§ **Task details**:
In the passage on the ACLU during the Vietnam era, what risk within the organization does it ask whether the ACLU took on because of its positions?

Throughout the ACLU’s history it was involved with some of the most politically and socially galvanizing issues to occur in the United States. One such issue was the anti-war response to the United States involvement in Vietnam. When determining the ACLU’s involvement during this time many important questions arise. In order to better understand the general idea one needs to study the position taken by the ACLU in response to these anti-war demonstrators. Furthermore, it is essential to address some of the specific instances or cases in which the ACLU was involved and what their strategies were during those times. Because these questions play a vital role in providing the information needed to determine the ACLU’s involvement and subsequent impact during this time period, it is also important to question what, if any, were the consequences the ACLU faced as it took action. For instance, did the ACLU risk disagreement within the organization for the positions it took? Overall, answering these questions will allow for deeper insight into the organization during the Vietnam era and for insight into the culture of the United States at that time.

§ **Given records**:
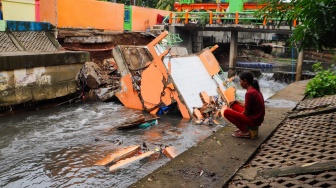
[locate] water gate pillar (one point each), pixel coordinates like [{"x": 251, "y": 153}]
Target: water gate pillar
[
  {"x": 233, "y": 53},
  {"x": 185, "y": 35},
  {"x": 197, "y": 41},
  {"x": 299, "y": 66}
]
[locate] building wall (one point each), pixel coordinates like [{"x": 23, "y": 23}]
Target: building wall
[
  {"x": 48, "y": 11},
  {"x": 141, "y": 14},
  {"x": 22, "y": 10},
  {"x": 83, "y": 14}
]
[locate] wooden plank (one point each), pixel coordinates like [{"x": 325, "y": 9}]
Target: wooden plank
[
  {"x": 119, "y": 155},
  {"x": 126, "y": 162},
  {"x": 170, "y": 152},
  {"x": 135, "y": 124}
]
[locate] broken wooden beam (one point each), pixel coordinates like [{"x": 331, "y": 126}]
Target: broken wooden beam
[
  {"x": 170, "y": 152},
  {"x": 126, "y": 162},
  {"x": 119, "y": 155},
  {"x": 136, "y": 124}
]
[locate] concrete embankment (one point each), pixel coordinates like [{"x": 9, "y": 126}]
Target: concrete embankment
[
  {"x": 33, "y": 66},
  {"x": 214, "y": 161},
  {"x": 30, "y": 76}
]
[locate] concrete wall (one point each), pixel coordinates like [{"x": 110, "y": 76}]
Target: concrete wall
[
  {"x": 26, "y": 77},
  {"x": 141, "y": 14},
  {"x": 23, "y": 10}
]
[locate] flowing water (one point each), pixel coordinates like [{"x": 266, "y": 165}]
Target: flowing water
[{"x": 58, "y": 147}]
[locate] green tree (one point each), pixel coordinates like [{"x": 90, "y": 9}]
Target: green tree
[
  {"x": 316, "y": 18},
  {"x": 324, "y": 83},
  {"x": 165, "y": 5}
]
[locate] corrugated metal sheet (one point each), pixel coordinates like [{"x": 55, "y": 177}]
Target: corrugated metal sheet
[
  {"x": 35, "y": 41},
  {"x": 191, "y": 78},
  {"x": 6, "y": 44}
]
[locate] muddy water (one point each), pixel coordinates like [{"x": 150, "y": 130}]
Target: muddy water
[{"x": 58, "y": 147}]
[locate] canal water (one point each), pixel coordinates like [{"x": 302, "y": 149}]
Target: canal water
[{"x": 58, "y": 147}]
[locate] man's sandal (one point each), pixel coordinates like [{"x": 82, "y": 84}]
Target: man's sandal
[{"x": 239, "y": 134}]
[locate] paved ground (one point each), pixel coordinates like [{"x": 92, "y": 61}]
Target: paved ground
[
  {"x": 295, "y": 148},
  {"x": 301, "y": 153}
]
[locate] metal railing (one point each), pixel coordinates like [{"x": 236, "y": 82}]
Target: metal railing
[{"x": 209, "y": 17}]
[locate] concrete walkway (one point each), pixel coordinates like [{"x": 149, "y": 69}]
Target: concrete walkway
[{"x": 216, "y": 160}]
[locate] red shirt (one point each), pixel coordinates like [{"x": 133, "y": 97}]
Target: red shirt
[{"x": 254, "y": 106}]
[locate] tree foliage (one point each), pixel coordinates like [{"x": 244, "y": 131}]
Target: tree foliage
[
  {"x": 142, "y": 3},
  {"x": 324, "y": 83},
  {"x": 316, "y": 21},
  {"x": 165, "y": 5}
]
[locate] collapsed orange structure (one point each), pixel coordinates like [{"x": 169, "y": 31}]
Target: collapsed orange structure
[{"x": 152, "y": 78}]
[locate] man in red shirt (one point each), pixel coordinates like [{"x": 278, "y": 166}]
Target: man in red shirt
[{"x": 248, "y": 114}]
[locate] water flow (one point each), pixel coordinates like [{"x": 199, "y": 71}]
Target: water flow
[{"x": 58, "y": 147}]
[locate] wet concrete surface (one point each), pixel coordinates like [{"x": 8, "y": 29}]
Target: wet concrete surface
[{"x": 214, "y": 161}]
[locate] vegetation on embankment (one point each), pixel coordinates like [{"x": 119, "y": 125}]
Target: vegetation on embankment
[{"x": 324, "y": 83}]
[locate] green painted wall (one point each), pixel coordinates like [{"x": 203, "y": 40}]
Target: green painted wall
[{"x": 3, "y": 24}]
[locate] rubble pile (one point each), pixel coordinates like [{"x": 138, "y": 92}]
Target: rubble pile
[
  {"x": 155, "y": 77},
  {"x": 99, "y": 83}
]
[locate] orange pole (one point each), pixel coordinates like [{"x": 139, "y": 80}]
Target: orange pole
[
  {"x": 186, "y": 20},
  {"x": 210, "y": 20},
  {"x": 236, "y": 17},
  {"x": 170, "y": 18}
]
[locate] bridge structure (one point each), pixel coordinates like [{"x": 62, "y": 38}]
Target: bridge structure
[{"x": 234, "y": 16}]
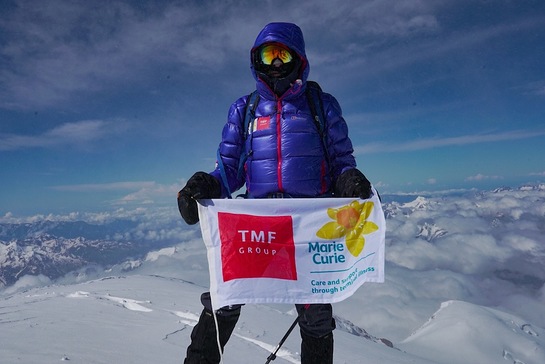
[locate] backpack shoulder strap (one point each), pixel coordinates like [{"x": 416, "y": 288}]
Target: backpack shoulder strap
[
  {"x": 249, "y": 115},
  {"x": 314, "y": 98},
  {"x": 249, "y": 111}
]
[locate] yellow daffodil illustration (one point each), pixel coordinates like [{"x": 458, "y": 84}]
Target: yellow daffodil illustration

§ **Task result**:
It asks whether the ACLU risked disagreement within the organization for the positions it took.